**Texto dado:**
La faena transcurrió sin sobresaltos y con mucho cachondeo,  hasta que a la hora de la verdad, cuando ‘el Paella’ tenía que rematarla entrando a matar, dijo que lo matara el otro, y allí surgió la figura descomunal de Luis el de los Perros para demostrarle a todos los almerienses que a holgazán no había quien le ganara, pero tampoco se quedaba a atrás en cuestiones de honor y valentía.






Cuando Luis encaró el lance de la suerte suprema sufrió un percance al rozarle el estoque la pierna, resultando herido y teniendo que ser retirado en brazos a la enfermería como los grandes toreros. Toda la afición, puesta en pie, despidió al valeroso novillero del frac que con el miedo en el cuerpo se encomendaba a todos los santos pensando que aquel rasguño le iba a costar la vida. Cuentan que cuando el cirujano de la Plaza, el doctor Artés, fue a curarlo, antes de limpiar la herida tuvo que abrirse paso entre la roña dándole una buena refriega con agua y jabón, que eran más necesarios en aquellos momentos que los cuidados médicos.

Aquel percance agrandó un poco más la leyenda de Luis Méndez, que cuando se repuso del incidente volvió a las calles con una aureola de héroe que conservó hasta el último día de su vida y que le sirvió para ser uno de los personajes de moda de Almería.


Luis el de los Perros llegó a ser más conocido que cualquier alcalde. Era un vagabundo con alma de cómico y espíritu indomable, un rebelde que disimulaba sus penas repartiendo  alegrías. Cuando la vida le daba un golpe se levantaba deprisa, se sacudía el polvo y miraba hacia otro lado como si nada hubiera pasado.

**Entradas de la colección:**
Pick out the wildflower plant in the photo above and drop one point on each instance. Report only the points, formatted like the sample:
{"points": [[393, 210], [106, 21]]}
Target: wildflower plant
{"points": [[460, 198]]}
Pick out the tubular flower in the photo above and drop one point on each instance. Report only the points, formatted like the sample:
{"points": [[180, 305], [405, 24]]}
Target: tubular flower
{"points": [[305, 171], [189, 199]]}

==

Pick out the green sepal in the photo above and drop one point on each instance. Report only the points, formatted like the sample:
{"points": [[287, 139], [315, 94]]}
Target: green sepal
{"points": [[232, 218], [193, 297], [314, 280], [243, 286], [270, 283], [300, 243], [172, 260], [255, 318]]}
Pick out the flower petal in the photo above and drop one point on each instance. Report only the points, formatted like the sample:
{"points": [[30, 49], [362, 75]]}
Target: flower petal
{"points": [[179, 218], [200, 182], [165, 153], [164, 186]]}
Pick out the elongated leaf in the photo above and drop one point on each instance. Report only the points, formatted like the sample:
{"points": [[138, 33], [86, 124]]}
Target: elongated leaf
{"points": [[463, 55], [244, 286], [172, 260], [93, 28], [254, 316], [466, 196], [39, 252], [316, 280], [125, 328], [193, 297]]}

--

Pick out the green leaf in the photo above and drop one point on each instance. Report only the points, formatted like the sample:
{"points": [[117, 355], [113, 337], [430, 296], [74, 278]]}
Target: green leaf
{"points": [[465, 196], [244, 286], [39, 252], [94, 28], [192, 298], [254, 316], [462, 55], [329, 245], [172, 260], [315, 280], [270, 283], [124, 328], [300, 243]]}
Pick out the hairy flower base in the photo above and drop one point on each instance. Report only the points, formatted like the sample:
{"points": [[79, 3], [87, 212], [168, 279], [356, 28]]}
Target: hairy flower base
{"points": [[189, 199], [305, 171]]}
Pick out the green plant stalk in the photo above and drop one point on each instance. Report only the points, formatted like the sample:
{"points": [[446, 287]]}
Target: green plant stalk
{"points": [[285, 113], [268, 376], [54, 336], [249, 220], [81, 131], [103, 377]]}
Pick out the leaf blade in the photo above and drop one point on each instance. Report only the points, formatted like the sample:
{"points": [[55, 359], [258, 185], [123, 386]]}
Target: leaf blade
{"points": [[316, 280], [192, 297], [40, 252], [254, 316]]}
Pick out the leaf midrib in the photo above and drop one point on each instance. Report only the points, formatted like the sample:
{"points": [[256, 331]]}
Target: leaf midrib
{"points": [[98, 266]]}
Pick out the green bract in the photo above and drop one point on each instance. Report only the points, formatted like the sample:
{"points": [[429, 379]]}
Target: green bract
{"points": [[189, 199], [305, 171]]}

**Ejercicio 1:**
Transcribe el texto sobre Luis el de los Perros a partir de las palabras que contienen "Luis el de los Perros llegó" y detente después de "nada hubiera pasado.".
**Ejercicio 2:**
Según el texto sobre Luis el de los Perros, ¿qué tres cosas hacía Luis cuando la vida le daba un golpe? Enuméralas.
**Ejercicio 3:**
Continúa el relato sobre Luis el de los Perros a partir de su última oración.

**Respuesta 1:**
Luis el de los Perros llegó a ser más conocido que cualquier alcalde. Era un vagabundo con alma de cómico y espíritu indomable, un rebelde que disimulaba sus penas repartiendo  alegrías. Cuando la vida le daba un golpe se levantaba deprisa, se sacudía el polvo y miraba hacia otro lado como si nada hubiera pasado.

**Respuesta 2:**
- Se levantaba deprisa.
- Se sacudía el polvo.
- Miraba hacia otro lado como si nada hubiera pasado.

**Respuesta 3:**
Era el caballero andante, el hombre que se creó su propio personaje amaestrando perros callejeros y llevándole tabaco a los que eran más pobres que él. Los sábados por la tarde se le podía ver por las carretera de Los Molinos, camino del Manicomio, donde repartía los cigarros a los internos que lo esperaban al otro lado de la tapia. Otro día pasaba por el Hospital cargado de Celtas Cortos para los viejos del Asilo y en un descuido, cuando las monjas no vigilaban, compartía las caladas y su soledad  con aquellos ancianos moribundos.


Su nombre artístico era Luis el de los Perros y el verdadero, el que figuraba en los papeles oficiales, Luis Méndez Cañadas. Había nacido en una casa de la Carretera del Duende, cerca de lo que hoy es la Calzada de Castro. Era el menor de ocho hermanos: Lorenzo, María, José, Providencia, Francisco, Fernando, Isabel, y por último, cuando ya nadie  se lo esperaba, nació Luis, en el invierno de 1932.


Su infancia fueron aquellos huertos del otro lado del Camino de Ronda y los descampados de la Estación, donde se escapaba para ver los trenes entrando y saliendo de la ciudad. Sus  primeros años de vida estuvieron marcados por la muerte prematura de su padre, José Méndez González, y por una meningitis que lo tuvo al borde de la muerte.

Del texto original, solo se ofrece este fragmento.